---------- Provided data

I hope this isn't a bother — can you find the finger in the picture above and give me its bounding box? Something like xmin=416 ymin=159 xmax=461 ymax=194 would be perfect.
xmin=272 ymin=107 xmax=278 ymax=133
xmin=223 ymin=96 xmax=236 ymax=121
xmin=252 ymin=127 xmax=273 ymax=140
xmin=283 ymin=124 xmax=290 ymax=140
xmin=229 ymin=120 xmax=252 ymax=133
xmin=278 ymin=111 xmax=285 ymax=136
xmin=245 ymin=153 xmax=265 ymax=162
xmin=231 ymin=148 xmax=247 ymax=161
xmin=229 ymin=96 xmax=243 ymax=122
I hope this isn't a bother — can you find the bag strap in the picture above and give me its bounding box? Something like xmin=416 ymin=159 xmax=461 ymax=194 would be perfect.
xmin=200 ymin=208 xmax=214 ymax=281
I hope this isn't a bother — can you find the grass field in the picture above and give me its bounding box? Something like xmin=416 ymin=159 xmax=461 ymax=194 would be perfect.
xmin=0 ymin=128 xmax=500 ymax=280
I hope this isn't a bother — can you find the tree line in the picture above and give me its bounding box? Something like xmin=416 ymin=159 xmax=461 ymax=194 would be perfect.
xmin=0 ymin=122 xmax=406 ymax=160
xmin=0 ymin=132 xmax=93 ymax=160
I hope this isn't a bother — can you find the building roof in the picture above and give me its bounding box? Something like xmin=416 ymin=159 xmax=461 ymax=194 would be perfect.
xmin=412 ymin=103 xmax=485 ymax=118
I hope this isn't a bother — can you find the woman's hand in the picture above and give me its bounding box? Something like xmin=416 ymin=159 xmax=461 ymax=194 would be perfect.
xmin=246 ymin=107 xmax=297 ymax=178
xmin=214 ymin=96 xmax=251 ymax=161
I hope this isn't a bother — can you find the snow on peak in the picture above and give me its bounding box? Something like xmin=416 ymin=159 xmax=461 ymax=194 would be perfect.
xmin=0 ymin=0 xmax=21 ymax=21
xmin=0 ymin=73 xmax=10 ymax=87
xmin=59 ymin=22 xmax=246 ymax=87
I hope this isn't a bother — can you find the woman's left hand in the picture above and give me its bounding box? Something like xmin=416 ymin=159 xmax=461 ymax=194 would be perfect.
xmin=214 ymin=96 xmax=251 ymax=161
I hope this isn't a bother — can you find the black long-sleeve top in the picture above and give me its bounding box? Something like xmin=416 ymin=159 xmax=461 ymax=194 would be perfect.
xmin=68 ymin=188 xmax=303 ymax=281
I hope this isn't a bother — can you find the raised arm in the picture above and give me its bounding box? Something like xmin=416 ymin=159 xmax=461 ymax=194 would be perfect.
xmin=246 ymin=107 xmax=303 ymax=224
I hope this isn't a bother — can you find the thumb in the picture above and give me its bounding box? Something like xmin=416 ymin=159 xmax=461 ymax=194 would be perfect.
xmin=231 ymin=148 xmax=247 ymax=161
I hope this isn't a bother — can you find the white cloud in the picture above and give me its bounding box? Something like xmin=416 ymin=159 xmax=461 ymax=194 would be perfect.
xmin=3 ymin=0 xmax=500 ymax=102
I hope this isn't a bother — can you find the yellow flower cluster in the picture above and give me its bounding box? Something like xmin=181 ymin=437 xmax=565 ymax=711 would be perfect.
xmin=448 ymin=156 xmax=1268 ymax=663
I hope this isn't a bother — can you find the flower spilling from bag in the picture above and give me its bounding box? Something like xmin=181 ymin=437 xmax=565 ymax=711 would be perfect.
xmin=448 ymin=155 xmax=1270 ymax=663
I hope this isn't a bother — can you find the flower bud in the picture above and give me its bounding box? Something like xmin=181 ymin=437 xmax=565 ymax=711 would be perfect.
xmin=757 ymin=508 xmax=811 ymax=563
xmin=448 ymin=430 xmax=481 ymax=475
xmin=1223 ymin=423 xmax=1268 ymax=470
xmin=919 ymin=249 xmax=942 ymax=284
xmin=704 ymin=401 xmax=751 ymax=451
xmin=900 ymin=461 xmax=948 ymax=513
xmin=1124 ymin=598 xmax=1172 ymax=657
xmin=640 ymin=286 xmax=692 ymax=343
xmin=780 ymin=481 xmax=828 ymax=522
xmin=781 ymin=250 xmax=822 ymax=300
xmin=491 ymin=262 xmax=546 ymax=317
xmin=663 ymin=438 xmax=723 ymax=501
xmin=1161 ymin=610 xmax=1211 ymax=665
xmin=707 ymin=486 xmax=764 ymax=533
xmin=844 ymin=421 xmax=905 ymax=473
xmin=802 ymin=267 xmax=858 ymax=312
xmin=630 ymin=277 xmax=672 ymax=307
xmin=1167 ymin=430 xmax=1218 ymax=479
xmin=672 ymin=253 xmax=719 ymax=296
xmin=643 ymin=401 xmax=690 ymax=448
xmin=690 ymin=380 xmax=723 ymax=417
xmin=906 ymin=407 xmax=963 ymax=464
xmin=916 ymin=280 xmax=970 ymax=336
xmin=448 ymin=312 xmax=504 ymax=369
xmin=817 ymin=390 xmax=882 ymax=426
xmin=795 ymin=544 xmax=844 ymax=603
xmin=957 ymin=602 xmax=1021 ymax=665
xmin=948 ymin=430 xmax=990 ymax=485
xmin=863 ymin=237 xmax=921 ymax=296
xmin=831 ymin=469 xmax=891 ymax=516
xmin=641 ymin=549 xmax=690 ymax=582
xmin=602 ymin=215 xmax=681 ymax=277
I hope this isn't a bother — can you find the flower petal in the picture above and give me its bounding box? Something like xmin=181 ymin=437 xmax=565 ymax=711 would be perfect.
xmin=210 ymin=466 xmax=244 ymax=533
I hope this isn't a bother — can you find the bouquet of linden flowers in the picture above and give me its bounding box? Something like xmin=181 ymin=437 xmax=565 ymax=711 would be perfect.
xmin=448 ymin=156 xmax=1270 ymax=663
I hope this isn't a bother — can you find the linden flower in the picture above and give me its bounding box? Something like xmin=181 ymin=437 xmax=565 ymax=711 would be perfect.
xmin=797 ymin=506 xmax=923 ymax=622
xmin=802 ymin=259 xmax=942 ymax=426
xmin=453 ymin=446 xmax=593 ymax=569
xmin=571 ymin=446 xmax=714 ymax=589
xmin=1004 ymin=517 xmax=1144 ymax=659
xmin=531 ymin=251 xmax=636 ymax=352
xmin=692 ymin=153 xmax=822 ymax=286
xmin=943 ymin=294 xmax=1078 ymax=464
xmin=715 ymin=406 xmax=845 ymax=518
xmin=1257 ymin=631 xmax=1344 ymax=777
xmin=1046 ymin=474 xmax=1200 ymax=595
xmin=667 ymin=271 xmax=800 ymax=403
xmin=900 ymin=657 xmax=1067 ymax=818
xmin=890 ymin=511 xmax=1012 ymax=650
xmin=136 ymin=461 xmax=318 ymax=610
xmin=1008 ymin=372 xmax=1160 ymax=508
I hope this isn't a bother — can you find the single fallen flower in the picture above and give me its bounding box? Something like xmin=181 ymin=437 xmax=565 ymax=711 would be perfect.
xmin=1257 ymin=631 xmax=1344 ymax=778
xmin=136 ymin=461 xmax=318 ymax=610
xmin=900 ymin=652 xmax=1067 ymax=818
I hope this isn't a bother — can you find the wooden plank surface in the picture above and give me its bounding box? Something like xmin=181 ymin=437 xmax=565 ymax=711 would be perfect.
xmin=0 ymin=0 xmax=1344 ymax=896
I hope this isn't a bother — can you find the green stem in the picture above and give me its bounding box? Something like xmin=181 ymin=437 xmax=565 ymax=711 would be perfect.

--------------------

Swap "bounding box" for "enclosing rectangle" everywhere in the records and leave every other word unchanged.

### Completed exercise
I hope this isn't a bother — can you find the finger in the picture above and give me its enclosing rectangle? Something like xmin=416 ymin=159 xmax=461 ymax=194 would be perfect.
xmin=272 ymin=107 xmax=278 ymax=133
xmin=223 ymin=96 xmax=236 ymax=121
xmin=252 ymin=127 xmax=273 ymax=140
xmin=283 ymin=124 xmax=290 ymax=140
xmin=229 ymin=120 xmax=252 ymax=133
xmin=278 ymin=111 xmax=285 ymax=136
xmin=245 ymin=153 xmax=265 ymax=162
xmin=231 ymin=148 xmax=247 ymax=161
xmin=229 ymin=96 xmax=243 ymax=122
I hope this isn't a bother — can you find the bag strap in the picture above and give me its enclosing rectangle? Something like xmin=416 ymin=159 xmax=461 ymax=194 would be perfect.
xmin=200 ymin=208 xmax=214 ymax=281
I hope this isn't a bother — can you find the grass field in the picture above and give me its enclosing rectangle? Something like xmin=416 ymin=159 xmax=461 ymax=194 would be perfect.
xmin=0 ymin=128 xmax=500 ymax=280
I hope this isn't a bother — can you find the tree line in the picture above and give me its enclosing rectangle? Something like xmin=416 ymin=159 xmax=461 ymax=194 would be perfect.
xmin=0 ymin=122 xmax=406 ymax=160
xmin=0 ymin=132 xmax=93 ymax=160
I hope this isn't a bother — can you find the building roof in the picture above and give me its enclosing rectangle? Something like xmin=416 ymin=159 xmax=461 ymax=194 would be perfect.
xmin=412 ymin=103 xmax=485 ymax=118
I hope this isn't a bother — can you find the woman's hand in the picture above and give me its enclosing rectangle? Something like xmin=416 ymin=159 xmax=461 ymax=194 would be perfect.
xmin=246 ymin=107 xmax=297 ymax=178
xmin=214 ymin=96 xmax=251 ymax=161
I hope this isn't a bother — can you find the snow on peak in the picture above and give me its enclosing rectangle? Something like xmin=416 ymin=159 xmax=461 ymax=194 would be perfect.
xmin=0 ymin=0 xmax=21 ymax=21
xmin=0 ymin=73 xmax=10 ymax=87
xmin=59 ymin=22 xmax=246 ymax=87
I hope this isn't a bother — can you find the woman's left hand in the picture above and give me its enclosing rectangle? Something like xmin=416 ymin=159 xmax=461 ymax=194 would be perfect.
xmin=214 ymin=96 xmax=251 ymax=161
I hope this isn't a bother — can you find the black long-sleeve top in the picture above and give me its enclosing rectangle? Something like xmin=416 ymin=159 xmax=461 ymax=194 would be perfect.
xmin=68 ymin=188 xmax=303 ymax=281
I hope this isn't a bother — can you find the raised arm in the picture above and give me its enclosing rectangle? Something like xmin=416 ymin=159 xmax=461 ymax=194 would be perfect.
xmin=246 ymin=107 xmax=303 ymax=224
I hope this isn't a bother — can you find the thumb in the picture above and give me its enclosing rectangle? Something like xmin=416 ymin=159 xmax=461 ymax=194 would be perfect.
xmin=231 ymin=148 xmax=247 ymax=161
I hope this isn't a bother — can you find the white cloud in the picture above and give me its enclosing rectangle? Something like xmin=416 ymin=159 xmax=461 ymax=194 would be perfect.
xmin=3 ymin=0 xmax=500 ymax=102
I hope this isn't a bother — can you find the yellow flower cluster in the picture above and give me its enclosing rectangle? Something like xmin=181 ymin=437 xmax=565 ymax=711 would be perfect.
xmin=448 ymin=156 xmax=1268 ymax=663
I hope this isn't a bother — can you find the flower spilling from bag in the picture above and give me its enclosing rectangle? Something like xmin=181 ymin=437 xmax=565 ymax=711 would be perfect.
xmin=448 ymin=155 xmax=1270 ymax=663
I hope this isn't a bother — can you find the flower bud in the picture above and give me its enclosing rectangle? Something like xmin=181 ymin=437 xmax=565 ymax=711 would be perfect.
xmin=757 ymin=508 xmax=811 ymax=563
xmin=448 ymin=430 xmax=481 ymax=475
xmin=1223 ymin=423 xmax=1268 ymax=470
xmin=919 ymin=249 xmax=942 ymax=284
xmin=704 ymin=401 xmax=751 ymax=451
xmin=900 ymin=461 xmax=948 ymax=513
xmin=1124 ymin=598 xmax=1172 ymax=657
xmin=640 ymin=286 xmax=692 ymax=343
xmin=780 ymin=481 xmax=828 ymax=522
xmin=781 ymin=250 xmax=822 ymax=300
xmin=491 ymin=262 xmax=546 ymax=317
xmin=663 ymin=438 xmax=723 ymax=501
xmin=1161 ymin=610 xmax=1211 ymax=665
xmin=707 ymin=486 xmax=764 ymax=533
xmin=844 ymin=421 xmax=905 ymax=473
xmin=802 ymin=267 xmax=858 ymax=312
xmin=630 ymin=277 xmax=672 ymax=307
xmin=1167 ymin=430 xmax=1218 ymax=479
xmin=672 ymin=253 xmax=719 ymax=296
xmin=643 ymin=401 xmax=690 ymax=448
xmin=690 ymin=380 xmax=723 ymax=417
xmin=906 ymin=407 xmax=963 ymax=464
xmin=916 ymin=280 xmax=970 ymax=336
xmin=448 ymin=312 xmax=504 ymax=369
xmin=817 ymin=390 xmax=882 ymax=426
xmin=795 ymin=544 xmax=844 ymax=603
xmin=957 ymin=602 xmax=1021 ymax=665
xmin=948 ymin=430 xmax=990 ymax=485
xmin=863 ymin=237 xmax=921 ymax=296
xmin=831 ymin=469 xmax=891 ymax=516
xmin=641 ymin=549 xmax=690 ymax=582
xmin=602 ymin=215 xmax=681 ymax=277
I hope this isn't a bother — can you find the flower petal in the picture above and give me its enclosing rectangle? Something like xmin=181 ymin=437 xmax=565 ymax=711 would be perfect.
xmin=210 ymin=466 xmax=244 ymax=533
I hope this isn't a bother — can you find the bouquet of linden flowers in the picture above and give me its enclosing rectangle? Something like xmin=181 ymin=437 xmax=565 ymax=711 would be perfect.
xmin=448 ymin=156 xmax=1270 ymax=663
I hope this isn't a bother — can you find the linden flower in the picture above and give me its enclosing rectangle? Something like xmin=181 ymin=437 xmax=565 ymax=711 would be perfect.
xmin=797 ymin=506 xmax=923 ymax=622
xmin=802 ymin=259 xmax=942 ymax=426
xmin=453 ymin=446 xmax=593 ymax=569
xmin=571 ymin=446 xmax=714 ymax=589
xmin=1004 ymin=517 xmax=1144 ymax=659
xmin=531 ymin=251 xmax=636 ymax=352
xmin=692 ymin=153 xmax=822 ymax=286
xmin=943 ymin=294 xmax=1078 ymax=464
xmin=715 ymin=406 xmax=845 ymax=518
xmin=1257 ymin=631 xmax=1344 ymax=777
xmin=1046 ymin=474 xmax=1200 ymax=595
xmin=667 ymin=271 xmax=800 ymax=403
xmin=900 ymin=657 xmax=1067 ymax=818
xmin=890 ymin=511 xmax=1012 ymax=650
xmin=136 ymin=461 xmax=318 ymax=610
xmin=1008 ymin=372 xmax=1160 ymax=508
I hope this isn't a bother — can you find the single fallen flower in the picture above and give me its enclosing rectangle? Something like xmin=181 ymin=437 xmax=565 ymax=711 would be perfect.
xmin=1257 ymin=631 xmax=1344 ymax=778
xmin=136 ymin=461 xmax=318 ymax=610
xmin=900 ymin=652 xmax=1067 ymax=818
I hope this isn't a bother — can you find the wooden plank surface in the picture above and give me its enclosing rectangle? Something like xmin=181 ymin=437 xmax=565 ymax=711 would be perfect.
xmin=0 ymin=0 xmax=1344 ymax=896
I hope this isn't a bother — can you find the green stem in the picture above and give me its enclosing rectangle? Something like xmin=181 ymin=437 xmax=565 ymax=711 would be perfect.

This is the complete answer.